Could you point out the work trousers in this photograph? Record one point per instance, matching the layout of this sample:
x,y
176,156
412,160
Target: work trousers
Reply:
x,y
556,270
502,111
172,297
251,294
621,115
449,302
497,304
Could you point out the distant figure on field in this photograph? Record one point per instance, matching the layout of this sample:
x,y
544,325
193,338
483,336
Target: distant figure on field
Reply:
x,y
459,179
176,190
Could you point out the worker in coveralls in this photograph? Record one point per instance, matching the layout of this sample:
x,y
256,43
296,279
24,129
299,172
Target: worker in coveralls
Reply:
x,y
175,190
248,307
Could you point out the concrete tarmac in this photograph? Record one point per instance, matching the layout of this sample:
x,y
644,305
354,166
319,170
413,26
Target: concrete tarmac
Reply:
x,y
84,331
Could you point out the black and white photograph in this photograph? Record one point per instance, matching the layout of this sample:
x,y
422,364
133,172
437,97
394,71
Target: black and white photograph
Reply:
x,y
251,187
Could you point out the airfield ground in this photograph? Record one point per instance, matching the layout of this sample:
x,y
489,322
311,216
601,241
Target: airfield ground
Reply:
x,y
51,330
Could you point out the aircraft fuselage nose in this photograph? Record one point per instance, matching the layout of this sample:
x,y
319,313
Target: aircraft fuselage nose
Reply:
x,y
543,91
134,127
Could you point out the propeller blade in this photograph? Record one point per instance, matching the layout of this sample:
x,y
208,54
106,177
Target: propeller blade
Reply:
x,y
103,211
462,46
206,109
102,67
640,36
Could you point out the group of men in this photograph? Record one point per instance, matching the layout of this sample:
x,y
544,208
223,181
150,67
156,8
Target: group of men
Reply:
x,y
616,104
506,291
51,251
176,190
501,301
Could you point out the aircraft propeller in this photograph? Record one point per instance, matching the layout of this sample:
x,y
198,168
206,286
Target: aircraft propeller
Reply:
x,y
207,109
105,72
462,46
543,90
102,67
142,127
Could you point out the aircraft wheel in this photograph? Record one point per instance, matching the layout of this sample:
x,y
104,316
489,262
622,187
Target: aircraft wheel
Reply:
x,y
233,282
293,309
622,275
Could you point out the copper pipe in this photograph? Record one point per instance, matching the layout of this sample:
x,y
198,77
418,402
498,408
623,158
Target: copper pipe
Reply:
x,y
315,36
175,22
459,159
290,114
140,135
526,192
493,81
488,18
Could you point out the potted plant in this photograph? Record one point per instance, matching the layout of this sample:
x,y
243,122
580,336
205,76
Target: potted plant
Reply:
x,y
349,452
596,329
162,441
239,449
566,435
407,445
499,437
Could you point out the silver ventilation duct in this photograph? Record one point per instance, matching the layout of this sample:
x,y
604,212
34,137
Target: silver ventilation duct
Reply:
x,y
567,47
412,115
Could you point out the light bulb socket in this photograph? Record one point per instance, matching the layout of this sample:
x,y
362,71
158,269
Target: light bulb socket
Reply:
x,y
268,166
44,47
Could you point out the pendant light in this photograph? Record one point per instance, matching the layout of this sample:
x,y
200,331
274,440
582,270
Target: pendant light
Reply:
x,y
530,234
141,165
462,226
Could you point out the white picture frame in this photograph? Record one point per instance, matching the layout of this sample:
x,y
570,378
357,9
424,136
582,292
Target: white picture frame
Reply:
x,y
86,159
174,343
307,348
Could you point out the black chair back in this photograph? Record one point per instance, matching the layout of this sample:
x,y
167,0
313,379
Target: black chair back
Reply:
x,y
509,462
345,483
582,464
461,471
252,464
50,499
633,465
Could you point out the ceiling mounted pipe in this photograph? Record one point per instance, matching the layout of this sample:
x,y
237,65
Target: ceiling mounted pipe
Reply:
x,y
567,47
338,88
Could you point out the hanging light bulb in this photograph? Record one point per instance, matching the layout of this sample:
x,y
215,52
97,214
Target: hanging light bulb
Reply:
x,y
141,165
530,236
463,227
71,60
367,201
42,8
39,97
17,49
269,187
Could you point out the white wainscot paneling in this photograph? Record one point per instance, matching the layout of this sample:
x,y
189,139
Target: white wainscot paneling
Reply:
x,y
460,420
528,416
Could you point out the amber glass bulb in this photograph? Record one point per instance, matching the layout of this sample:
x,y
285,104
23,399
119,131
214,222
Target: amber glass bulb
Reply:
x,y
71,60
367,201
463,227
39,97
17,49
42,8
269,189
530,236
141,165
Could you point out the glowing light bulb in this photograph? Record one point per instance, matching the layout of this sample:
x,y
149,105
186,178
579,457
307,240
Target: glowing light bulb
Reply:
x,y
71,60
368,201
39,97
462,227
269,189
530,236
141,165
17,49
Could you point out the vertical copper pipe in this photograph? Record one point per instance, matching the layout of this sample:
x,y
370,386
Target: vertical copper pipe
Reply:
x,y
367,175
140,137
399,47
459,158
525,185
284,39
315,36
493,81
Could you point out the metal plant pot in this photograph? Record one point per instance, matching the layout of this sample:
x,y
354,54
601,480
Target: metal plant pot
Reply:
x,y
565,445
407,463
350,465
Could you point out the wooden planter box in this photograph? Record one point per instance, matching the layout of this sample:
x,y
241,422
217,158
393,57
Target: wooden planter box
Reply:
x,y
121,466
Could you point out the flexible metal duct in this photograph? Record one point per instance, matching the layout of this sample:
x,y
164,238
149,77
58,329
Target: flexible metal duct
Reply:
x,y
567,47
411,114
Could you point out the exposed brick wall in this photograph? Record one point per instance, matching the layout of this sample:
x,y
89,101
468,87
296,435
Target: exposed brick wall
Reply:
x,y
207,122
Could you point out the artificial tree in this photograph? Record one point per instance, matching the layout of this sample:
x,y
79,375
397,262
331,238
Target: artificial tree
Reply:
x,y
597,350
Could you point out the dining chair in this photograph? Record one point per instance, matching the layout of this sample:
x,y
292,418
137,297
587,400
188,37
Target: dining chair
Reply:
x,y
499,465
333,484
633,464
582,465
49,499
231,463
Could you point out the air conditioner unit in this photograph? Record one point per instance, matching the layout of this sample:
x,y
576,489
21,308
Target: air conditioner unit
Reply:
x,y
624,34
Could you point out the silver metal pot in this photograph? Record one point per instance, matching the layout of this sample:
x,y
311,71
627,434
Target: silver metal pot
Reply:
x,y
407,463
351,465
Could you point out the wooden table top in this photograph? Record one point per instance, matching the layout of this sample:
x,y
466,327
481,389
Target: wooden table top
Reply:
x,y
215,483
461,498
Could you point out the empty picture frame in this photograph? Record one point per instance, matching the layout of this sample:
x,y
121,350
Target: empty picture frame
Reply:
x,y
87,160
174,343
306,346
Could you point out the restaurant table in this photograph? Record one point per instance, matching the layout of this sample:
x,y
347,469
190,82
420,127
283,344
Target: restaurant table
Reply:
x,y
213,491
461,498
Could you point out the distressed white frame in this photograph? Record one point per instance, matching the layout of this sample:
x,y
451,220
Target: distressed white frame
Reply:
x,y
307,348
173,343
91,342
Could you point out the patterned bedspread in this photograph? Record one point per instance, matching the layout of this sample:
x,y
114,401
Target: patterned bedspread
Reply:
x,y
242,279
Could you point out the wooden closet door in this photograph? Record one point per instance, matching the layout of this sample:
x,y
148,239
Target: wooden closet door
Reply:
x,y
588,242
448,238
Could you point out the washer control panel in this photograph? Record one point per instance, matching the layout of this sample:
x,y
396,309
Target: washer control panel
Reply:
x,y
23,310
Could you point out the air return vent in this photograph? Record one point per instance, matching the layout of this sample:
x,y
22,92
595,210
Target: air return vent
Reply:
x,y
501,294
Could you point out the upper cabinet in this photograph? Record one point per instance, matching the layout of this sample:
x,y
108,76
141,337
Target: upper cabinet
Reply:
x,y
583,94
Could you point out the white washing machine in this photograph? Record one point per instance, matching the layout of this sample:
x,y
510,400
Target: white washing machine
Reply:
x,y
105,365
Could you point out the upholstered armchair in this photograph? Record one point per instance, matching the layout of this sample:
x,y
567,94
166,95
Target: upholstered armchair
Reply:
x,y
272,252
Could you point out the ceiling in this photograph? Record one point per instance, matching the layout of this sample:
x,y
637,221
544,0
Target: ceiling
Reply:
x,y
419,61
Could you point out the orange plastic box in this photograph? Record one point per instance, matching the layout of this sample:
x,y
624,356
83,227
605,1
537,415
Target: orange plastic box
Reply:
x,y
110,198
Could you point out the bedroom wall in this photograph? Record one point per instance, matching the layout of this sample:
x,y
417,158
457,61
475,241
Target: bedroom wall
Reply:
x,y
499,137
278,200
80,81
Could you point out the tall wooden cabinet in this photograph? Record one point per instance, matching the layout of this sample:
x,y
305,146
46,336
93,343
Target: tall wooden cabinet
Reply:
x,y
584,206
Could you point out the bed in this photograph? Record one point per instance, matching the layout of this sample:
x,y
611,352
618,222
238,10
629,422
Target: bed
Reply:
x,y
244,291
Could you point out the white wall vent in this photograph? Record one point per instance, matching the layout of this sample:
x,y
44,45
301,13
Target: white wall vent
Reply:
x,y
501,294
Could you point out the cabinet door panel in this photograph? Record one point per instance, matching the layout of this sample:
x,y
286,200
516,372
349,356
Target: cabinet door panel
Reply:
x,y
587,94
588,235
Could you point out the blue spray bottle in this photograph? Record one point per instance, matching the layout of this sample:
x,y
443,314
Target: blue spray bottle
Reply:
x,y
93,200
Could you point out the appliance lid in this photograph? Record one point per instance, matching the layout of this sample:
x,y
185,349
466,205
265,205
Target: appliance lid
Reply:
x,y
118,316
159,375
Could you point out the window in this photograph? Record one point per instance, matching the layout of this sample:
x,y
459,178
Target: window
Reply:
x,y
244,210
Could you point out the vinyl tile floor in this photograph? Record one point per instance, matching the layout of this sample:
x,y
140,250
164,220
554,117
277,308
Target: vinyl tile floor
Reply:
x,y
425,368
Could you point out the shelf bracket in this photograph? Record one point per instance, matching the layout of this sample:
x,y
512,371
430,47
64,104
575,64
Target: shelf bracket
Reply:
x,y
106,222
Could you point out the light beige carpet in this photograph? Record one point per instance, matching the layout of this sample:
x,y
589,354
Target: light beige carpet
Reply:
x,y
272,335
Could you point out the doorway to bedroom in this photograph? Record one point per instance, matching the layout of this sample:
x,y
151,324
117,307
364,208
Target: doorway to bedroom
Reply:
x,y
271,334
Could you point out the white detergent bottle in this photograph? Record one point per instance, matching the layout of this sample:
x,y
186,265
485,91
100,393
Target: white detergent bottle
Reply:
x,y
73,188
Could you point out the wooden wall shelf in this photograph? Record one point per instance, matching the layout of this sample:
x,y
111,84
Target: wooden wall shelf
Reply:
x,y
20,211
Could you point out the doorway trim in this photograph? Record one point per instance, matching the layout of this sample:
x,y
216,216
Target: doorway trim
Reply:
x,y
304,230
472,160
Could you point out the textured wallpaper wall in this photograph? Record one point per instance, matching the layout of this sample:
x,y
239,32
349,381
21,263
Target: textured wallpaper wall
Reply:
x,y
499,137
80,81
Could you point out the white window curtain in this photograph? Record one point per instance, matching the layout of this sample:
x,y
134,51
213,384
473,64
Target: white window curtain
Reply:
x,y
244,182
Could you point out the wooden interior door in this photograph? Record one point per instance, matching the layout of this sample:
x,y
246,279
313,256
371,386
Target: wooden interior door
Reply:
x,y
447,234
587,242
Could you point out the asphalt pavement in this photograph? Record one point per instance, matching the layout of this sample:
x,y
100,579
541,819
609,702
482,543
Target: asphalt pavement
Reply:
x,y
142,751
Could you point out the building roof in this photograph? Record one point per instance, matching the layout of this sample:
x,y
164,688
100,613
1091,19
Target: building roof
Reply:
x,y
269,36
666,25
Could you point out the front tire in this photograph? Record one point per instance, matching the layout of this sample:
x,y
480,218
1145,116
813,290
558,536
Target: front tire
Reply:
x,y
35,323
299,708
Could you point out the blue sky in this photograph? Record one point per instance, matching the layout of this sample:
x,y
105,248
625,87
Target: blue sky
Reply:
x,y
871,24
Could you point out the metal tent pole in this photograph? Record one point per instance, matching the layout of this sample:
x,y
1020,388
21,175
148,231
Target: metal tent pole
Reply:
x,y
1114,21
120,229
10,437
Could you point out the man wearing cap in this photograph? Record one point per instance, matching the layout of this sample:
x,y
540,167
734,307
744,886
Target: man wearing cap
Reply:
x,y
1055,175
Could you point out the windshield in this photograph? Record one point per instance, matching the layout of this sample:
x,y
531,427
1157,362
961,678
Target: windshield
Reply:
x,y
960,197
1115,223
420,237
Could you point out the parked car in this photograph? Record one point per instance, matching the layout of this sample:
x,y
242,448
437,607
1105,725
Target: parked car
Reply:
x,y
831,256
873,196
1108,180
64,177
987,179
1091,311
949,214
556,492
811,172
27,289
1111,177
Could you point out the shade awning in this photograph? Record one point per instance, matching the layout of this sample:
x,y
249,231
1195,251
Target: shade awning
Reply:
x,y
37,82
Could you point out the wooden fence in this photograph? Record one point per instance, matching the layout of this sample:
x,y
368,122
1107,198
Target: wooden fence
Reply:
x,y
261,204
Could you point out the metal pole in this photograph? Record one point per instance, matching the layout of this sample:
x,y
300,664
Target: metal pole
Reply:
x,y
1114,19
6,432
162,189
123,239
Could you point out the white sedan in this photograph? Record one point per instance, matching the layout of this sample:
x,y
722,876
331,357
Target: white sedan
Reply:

────────────────────

Reproduce, exactly and with nothing added, the lines from the one that includes "Could you point out the parked" through the last line of the material.

**Response to the exercise:**
Could you point out the parked car in this photograph? Record one point per instance, matching the layout of this sample:
x,y
242,448
437,607
1105,725
Target: parked car
Reply:
x,y
831,256
873,196
1108,180
64,177
987,179
1091,311
949,214
556,492
811,172
27,289
1111,177
Could you point out the shade awning in this photograph? Record one point per instance, matching the layout of this sample:
x,y
249,231
1195,251
Target: shade awning
Reply:
x,y
37,82
Could you point out the wooden fence in this photograph? Record one point per instance, matching the layout of this sample:
x,y
368,122
1107,198
Target: wooden fence
Reply:
x,y
261,204
Could you point out the metal pole in this photograph? Record one point per instance, matching the layout of this sample:
x,y
300,664
Target: metal pole
Reply:
x,y
1114,19
6,432
162,189
123,239
Could you point out the white sedan in this photograph? Record one point per instance, matching the layout of this sample:
x,y
722,876
331,357
Target: white sedan
Reply:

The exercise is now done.